**The request**
Can you collect every line of the items below that contains the word "green"? Case counts.

**Provided data**
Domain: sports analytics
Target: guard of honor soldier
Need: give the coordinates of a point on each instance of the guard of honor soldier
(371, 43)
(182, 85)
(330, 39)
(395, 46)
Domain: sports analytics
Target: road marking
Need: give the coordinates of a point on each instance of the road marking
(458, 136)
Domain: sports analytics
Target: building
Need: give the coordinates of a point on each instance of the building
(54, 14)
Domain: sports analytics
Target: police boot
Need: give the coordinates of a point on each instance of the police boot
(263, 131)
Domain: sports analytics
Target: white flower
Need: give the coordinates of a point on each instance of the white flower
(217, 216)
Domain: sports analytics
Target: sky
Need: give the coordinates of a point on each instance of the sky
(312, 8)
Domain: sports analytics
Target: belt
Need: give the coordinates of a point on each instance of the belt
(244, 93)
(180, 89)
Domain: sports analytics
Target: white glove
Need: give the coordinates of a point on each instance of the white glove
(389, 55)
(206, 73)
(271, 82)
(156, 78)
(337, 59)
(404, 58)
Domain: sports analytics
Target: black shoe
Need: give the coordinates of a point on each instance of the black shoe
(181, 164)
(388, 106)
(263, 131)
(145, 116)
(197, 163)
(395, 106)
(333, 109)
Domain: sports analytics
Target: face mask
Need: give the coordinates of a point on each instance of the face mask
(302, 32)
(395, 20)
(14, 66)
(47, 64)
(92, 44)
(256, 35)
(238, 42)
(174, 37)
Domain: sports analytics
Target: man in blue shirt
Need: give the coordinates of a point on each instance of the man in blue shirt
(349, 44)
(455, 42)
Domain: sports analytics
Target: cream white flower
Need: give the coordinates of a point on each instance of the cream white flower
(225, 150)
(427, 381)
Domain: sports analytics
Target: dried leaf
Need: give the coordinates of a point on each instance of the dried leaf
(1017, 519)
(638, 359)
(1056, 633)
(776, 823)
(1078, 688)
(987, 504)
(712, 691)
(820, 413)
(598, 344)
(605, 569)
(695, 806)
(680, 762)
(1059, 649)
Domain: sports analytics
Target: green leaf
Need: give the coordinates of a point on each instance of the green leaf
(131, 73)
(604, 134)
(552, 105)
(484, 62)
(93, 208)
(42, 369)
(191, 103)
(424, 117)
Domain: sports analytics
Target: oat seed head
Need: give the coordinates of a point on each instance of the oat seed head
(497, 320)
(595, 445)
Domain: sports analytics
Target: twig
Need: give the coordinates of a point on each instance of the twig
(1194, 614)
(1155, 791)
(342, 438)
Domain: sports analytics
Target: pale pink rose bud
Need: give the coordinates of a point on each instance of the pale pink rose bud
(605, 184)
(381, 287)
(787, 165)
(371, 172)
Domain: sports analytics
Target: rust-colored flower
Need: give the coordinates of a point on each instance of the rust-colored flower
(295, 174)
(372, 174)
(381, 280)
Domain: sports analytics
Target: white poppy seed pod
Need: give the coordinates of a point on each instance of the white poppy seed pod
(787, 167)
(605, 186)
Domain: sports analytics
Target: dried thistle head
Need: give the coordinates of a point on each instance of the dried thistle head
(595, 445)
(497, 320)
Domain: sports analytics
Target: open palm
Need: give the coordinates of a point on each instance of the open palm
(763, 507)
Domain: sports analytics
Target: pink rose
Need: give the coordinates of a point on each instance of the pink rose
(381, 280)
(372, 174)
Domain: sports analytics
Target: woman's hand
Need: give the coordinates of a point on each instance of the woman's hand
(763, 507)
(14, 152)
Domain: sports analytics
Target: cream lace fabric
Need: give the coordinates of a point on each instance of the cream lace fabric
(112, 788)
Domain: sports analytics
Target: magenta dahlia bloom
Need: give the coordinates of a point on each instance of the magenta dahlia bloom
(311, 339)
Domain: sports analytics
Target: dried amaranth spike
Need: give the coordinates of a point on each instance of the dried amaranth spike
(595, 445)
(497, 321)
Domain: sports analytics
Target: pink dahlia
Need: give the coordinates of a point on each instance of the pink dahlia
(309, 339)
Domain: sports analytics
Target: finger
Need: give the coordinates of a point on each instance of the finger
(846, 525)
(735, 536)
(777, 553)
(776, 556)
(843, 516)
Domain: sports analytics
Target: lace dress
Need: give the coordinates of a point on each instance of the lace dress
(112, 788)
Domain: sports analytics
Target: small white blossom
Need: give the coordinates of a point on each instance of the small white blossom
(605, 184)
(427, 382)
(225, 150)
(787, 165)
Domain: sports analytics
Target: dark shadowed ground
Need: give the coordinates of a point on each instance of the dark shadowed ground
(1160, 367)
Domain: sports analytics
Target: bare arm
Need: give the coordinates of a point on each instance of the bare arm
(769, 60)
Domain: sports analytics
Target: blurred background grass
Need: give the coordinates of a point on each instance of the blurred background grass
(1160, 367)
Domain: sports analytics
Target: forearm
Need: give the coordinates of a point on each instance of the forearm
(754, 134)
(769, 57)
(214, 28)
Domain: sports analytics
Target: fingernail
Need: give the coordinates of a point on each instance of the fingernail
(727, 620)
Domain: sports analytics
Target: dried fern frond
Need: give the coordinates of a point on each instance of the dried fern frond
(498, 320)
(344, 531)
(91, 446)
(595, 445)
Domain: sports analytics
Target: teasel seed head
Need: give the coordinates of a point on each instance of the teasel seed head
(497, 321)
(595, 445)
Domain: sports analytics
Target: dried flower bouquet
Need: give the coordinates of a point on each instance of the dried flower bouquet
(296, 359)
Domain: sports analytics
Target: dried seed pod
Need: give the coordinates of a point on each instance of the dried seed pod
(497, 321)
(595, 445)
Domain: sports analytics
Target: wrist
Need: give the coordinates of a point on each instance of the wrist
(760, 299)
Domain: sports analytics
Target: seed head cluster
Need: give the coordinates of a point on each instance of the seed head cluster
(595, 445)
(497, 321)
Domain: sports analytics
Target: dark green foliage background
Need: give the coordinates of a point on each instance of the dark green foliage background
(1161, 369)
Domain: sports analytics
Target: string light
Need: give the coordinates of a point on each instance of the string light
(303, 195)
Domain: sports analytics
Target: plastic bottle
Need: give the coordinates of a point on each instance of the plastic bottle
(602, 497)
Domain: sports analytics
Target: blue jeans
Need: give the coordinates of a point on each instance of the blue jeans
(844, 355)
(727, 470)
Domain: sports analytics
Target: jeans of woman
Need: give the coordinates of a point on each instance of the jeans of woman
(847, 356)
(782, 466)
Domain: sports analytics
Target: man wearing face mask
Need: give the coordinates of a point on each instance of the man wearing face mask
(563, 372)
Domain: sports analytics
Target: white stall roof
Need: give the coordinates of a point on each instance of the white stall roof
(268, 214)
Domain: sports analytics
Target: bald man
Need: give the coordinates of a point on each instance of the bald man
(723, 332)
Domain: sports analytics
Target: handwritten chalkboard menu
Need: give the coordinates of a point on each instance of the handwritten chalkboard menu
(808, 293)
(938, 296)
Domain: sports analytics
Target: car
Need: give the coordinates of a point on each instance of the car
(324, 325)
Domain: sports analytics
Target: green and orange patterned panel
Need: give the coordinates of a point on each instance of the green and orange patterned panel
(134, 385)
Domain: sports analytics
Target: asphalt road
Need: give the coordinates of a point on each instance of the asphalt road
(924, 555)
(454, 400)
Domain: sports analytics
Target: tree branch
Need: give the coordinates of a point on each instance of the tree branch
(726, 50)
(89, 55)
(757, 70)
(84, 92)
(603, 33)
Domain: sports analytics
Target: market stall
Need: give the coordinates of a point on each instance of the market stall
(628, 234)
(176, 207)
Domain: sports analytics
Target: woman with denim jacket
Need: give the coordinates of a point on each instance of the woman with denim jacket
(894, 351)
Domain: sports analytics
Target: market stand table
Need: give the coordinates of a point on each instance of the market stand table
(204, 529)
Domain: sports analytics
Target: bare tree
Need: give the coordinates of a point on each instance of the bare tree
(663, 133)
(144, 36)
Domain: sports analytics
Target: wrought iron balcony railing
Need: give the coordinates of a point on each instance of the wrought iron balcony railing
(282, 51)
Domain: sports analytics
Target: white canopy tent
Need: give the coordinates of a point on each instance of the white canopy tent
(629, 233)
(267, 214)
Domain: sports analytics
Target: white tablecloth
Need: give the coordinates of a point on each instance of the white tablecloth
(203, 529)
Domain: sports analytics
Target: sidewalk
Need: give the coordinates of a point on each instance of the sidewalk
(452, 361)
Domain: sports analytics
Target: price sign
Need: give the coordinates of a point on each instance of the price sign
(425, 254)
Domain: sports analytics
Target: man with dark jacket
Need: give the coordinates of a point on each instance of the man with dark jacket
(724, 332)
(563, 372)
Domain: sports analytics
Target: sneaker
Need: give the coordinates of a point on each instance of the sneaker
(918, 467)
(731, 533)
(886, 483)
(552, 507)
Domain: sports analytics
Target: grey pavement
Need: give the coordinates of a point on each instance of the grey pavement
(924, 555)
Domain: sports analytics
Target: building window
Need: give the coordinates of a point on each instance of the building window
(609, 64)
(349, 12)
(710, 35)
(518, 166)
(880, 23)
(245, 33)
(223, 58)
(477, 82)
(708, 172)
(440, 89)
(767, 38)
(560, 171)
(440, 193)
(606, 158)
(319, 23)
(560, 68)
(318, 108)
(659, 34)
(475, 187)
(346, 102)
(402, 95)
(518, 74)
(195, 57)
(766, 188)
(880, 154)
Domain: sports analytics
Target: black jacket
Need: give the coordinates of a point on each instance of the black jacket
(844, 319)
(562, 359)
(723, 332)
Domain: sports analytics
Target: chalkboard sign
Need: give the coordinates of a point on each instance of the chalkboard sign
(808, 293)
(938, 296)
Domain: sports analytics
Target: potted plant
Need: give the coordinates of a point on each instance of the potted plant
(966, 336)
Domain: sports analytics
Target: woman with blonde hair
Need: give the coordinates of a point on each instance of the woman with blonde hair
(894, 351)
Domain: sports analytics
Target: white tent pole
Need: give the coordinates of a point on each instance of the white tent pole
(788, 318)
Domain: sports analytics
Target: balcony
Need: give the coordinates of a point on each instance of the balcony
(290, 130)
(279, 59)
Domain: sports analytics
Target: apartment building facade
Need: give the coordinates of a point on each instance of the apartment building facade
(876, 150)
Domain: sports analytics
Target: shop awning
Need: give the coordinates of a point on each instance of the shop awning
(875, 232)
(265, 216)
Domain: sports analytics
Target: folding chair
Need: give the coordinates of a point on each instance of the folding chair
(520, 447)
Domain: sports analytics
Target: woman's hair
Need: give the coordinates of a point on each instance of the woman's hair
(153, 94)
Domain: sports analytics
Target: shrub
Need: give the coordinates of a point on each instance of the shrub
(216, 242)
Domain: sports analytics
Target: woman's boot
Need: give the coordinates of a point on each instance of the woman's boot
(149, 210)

**Solved problem**
Target: green leaf
Need: give the coordinates of a point on each instance of the green leaf
Target: dark green foliage background
Need: give the coordinates of a point on each instance of the dark green foliage background
Target: green and orange patterned panel
Need: give the coordinates of a point on each instance of the green and orange patterned panel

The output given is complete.